### THE TASK:
Write the rows from the very first line up to and including the line with "(1015, 164)" as a JSON list of strings, one string per line, with blank lines left out.

### RECORDED DATA:
--
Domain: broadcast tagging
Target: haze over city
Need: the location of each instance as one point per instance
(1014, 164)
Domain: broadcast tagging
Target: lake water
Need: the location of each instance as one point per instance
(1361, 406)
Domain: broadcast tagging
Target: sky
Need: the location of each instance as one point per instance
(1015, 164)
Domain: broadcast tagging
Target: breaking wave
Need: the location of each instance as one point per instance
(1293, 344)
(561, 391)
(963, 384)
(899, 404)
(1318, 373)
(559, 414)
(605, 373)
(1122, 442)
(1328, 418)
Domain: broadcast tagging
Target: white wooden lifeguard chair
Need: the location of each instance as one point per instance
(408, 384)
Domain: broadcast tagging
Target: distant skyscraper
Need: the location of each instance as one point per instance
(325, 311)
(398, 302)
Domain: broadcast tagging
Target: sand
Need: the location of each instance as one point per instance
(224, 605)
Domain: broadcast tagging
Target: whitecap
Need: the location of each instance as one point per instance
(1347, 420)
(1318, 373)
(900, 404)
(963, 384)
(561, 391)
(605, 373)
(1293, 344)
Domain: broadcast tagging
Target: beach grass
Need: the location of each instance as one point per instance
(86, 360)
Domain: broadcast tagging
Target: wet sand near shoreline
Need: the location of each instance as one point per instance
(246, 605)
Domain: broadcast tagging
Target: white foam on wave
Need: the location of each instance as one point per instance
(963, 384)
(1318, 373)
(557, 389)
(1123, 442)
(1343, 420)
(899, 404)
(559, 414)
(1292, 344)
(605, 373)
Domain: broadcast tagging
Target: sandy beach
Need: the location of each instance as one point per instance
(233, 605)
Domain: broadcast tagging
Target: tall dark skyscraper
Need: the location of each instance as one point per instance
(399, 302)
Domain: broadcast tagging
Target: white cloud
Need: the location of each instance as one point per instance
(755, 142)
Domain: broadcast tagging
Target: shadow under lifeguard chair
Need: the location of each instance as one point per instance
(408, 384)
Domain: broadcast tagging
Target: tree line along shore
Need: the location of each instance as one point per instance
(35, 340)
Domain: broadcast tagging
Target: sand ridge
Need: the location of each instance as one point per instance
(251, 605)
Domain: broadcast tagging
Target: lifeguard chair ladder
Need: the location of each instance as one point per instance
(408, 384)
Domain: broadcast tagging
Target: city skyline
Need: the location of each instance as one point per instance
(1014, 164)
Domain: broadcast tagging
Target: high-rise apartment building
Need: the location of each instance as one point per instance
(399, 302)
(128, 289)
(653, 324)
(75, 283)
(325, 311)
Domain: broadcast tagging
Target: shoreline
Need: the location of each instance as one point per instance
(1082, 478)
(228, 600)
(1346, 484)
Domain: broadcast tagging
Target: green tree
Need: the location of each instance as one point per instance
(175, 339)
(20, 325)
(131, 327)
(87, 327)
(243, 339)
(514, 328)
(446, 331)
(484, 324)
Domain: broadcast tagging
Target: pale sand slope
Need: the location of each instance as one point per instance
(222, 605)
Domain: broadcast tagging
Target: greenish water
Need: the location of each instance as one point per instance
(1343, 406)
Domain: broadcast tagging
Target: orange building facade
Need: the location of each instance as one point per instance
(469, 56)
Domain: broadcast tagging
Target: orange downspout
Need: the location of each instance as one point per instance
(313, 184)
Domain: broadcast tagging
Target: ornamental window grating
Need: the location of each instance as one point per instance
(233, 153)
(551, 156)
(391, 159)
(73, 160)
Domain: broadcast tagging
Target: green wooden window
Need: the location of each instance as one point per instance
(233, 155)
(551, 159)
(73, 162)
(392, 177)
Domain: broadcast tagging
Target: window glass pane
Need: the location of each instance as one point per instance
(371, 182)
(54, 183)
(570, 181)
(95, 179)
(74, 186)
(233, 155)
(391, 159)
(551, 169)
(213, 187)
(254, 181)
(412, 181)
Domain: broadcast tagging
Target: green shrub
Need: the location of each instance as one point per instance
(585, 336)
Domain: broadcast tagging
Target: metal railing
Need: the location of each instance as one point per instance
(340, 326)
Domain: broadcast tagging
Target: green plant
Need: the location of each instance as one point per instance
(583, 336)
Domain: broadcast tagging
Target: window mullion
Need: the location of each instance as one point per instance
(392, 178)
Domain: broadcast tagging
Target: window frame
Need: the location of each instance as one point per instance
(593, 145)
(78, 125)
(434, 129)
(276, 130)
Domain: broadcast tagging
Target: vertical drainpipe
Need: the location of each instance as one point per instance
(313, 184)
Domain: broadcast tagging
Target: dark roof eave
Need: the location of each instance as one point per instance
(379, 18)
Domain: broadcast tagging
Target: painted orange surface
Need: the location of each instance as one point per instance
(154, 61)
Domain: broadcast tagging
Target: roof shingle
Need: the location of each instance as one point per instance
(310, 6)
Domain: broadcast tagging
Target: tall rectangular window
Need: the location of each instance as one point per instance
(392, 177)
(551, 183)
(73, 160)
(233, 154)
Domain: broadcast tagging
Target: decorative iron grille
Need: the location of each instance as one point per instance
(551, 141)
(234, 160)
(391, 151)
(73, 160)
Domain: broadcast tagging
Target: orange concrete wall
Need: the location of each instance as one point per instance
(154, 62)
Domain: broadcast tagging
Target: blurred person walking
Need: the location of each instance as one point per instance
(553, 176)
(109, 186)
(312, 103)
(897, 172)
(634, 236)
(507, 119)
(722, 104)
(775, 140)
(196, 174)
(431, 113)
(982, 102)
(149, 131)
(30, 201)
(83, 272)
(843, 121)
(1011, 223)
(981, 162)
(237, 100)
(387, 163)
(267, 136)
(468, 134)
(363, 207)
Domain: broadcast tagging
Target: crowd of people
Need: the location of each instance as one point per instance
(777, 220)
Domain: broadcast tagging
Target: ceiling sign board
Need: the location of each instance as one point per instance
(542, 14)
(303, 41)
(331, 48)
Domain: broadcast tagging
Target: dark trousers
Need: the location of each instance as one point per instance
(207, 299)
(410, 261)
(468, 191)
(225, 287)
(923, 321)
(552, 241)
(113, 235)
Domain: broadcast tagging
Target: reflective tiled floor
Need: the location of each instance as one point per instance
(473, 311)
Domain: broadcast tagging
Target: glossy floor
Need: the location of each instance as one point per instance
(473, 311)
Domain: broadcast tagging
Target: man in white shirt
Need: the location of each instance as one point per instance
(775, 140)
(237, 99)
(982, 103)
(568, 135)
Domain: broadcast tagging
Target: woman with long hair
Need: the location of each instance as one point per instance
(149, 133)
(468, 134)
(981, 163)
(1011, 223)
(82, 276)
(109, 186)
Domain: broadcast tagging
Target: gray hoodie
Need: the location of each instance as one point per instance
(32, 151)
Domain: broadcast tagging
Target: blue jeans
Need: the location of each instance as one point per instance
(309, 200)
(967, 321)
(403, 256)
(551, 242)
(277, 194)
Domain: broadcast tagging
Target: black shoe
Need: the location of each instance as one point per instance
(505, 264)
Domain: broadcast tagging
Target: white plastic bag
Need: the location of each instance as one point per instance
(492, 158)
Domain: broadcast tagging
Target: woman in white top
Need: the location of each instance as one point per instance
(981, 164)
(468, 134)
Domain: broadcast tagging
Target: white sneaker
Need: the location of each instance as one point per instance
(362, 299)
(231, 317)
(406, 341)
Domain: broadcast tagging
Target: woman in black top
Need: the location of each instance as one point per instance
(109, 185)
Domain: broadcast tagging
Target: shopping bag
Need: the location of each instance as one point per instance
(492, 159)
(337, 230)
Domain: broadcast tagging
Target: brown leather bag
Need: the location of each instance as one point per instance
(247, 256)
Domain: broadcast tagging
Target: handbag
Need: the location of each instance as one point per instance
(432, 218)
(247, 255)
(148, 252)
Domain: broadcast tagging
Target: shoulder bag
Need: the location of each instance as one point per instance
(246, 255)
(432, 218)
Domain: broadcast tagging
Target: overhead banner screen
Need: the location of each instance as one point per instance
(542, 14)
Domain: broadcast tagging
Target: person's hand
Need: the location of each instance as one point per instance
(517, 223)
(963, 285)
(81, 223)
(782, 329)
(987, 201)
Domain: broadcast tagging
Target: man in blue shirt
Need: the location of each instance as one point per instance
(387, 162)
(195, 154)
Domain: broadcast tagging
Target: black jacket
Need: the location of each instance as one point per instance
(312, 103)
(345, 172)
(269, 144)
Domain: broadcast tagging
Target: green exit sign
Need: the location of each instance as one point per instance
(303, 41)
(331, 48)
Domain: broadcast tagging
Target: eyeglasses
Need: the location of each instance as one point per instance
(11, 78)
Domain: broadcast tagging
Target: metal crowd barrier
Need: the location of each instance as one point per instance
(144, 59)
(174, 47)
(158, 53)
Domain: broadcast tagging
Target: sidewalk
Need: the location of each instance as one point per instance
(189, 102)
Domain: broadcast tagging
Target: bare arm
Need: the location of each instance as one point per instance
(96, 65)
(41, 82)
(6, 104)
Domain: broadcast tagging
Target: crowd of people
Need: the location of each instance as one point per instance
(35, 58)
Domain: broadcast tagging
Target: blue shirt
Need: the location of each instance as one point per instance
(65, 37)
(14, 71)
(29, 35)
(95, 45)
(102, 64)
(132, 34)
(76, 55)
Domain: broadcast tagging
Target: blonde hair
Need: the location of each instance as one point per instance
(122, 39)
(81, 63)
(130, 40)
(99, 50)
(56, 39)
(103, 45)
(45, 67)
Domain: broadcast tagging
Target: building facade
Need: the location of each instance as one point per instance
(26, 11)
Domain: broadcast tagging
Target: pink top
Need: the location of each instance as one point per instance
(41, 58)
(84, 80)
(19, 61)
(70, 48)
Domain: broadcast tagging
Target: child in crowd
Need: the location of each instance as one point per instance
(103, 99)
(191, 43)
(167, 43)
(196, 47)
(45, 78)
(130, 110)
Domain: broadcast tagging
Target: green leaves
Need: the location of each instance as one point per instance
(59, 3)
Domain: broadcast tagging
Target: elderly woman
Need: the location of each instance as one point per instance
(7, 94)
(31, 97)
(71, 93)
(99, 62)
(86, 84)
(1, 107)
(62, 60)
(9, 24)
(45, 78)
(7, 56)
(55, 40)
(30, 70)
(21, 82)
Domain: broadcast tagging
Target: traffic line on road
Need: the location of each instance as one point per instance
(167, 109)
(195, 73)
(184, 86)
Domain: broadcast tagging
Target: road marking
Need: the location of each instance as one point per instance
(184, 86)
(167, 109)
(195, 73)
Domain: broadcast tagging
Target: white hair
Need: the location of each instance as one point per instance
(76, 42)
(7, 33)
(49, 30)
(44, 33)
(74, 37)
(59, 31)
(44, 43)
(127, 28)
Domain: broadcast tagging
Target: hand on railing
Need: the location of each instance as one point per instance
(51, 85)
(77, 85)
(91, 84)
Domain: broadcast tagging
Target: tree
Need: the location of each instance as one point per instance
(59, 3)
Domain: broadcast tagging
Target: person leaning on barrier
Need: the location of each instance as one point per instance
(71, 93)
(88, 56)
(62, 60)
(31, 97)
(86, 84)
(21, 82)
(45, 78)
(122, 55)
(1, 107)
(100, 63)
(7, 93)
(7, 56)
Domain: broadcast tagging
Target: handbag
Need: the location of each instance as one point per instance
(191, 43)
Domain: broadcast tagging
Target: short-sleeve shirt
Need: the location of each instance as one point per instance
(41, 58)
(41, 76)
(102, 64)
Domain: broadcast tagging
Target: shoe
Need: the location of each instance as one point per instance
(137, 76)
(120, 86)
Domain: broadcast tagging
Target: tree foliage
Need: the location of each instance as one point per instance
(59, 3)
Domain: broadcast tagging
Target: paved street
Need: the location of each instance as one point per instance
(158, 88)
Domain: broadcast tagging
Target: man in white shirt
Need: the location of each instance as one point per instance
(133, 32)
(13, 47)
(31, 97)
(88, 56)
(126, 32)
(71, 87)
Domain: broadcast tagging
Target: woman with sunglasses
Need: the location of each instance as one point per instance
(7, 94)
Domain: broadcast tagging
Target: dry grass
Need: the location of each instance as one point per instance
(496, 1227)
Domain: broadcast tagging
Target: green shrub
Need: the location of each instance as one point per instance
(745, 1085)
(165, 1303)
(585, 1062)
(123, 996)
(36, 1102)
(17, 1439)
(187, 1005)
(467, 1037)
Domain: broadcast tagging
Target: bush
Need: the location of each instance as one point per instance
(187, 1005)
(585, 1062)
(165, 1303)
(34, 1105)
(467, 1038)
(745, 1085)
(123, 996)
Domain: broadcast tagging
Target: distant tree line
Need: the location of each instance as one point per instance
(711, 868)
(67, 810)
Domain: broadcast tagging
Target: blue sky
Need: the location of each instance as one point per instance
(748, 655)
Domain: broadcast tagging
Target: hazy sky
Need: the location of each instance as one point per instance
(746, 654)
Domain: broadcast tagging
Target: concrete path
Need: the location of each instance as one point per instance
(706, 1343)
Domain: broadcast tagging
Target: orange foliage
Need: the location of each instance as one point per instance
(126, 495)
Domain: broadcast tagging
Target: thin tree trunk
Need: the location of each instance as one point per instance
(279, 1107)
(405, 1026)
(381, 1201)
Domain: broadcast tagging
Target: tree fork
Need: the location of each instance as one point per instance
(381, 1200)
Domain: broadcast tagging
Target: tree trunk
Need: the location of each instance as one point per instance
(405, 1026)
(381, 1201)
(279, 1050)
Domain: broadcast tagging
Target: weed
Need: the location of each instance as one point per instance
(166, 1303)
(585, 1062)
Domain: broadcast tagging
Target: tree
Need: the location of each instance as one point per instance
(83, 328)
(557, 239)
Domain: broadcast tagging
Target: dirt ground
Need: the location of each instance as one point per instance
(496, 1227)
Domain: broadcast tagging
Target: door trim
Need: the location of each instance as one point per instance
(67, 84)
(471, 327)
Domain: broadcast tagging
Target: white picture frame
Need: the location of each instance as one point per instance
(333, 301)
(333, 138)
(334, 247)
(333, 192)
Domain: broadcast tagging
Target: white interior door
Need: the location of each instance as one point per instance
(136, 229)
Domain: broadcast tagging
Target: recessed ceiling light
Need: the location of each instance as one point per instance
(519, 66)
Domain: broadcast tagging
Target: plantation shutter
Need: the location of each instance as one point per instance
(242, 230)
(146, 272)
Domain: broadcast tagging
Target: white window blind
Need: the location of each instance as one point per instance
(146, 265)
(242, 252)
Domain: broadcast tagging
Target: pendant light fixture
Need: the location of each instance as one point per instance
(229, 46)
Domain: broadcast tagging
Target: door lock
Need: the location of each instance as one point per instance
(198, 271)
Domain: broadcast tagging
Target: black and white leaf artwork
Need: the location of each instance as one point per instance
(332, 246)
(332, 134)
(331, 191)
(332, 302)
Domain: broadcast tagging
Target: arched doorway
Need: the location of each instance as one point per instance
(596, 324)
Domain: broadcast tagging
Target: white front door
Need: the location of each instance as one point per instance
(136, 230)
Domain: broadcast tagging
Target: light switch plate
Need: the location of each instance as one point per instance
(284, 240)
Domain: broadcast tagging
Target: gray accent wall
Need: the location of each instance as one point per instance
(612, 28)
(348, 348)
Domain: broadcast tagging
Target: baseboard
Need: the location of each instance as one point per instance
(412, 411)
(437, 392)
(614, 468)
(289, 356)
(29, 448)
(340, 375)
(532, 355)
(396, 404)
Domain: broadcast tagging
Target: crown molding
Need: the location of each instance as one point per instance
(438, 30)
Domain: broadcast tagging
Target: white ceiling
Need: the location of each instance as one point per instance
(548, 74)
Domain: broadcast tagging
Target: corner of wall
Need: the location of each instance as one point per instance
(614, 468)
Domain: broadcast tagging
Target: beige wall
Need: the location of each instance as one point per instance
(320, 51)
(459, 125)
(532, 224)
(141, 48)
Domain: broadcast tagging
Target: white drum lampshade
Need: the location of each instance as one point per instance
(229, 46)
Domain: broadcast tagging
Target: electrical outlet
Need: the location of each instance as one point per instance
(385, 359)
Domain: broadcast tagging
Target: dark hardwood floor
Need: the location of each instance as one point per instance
--
### REPLY TO THE TASK:
[
  "Domain: broadcast tagging",
  "Target: haze over city",
  "Need: the location of each instance as one point per instance",
  "(1014, 164)",
  "Domain: broadcast tagging",
  "Target: lake water",
  "Need: the location of each instance as one point per instance",
  "(1361, 406)",
  "Domain: broadcast tagging",
  "Target: sky",
  "Need: the location of each instance as one point per instance",
  "(1015, 164)"
]